(Segmentation labeling lines)
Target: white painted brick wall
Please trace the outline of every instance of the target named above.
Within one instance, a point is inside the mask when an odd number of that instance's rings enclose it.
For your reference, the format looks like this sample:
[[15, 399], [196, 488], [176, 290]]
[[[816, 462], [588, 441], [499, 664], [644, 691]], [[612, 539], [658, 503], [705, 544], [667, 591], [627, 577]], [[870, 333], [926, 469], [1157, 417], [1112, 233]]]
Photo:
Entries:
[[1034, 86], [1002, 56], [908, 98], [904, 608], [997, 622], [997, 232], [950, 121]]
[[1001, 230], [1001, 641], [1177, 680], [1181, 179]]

*DO THIS:*
Convert the lines from the start of the records up to and including the line with "[[15, 399], [196, 488], [176, 290]]" into a JSON list of strings, with one string per line and blank lines left out.

*SOLUTION FOR THIS EXERCISE:*
[
  "Target: white painted brick wall",
  "Please trace the outline of every instance of the target named above.",
  "Within one instance, a point is inside the mask when an odd number of that instance's rings enclose it.",
  "For your reference, the format looks like this sample:",
  "[[15, 399], [196, 488], [176, 290]]"
]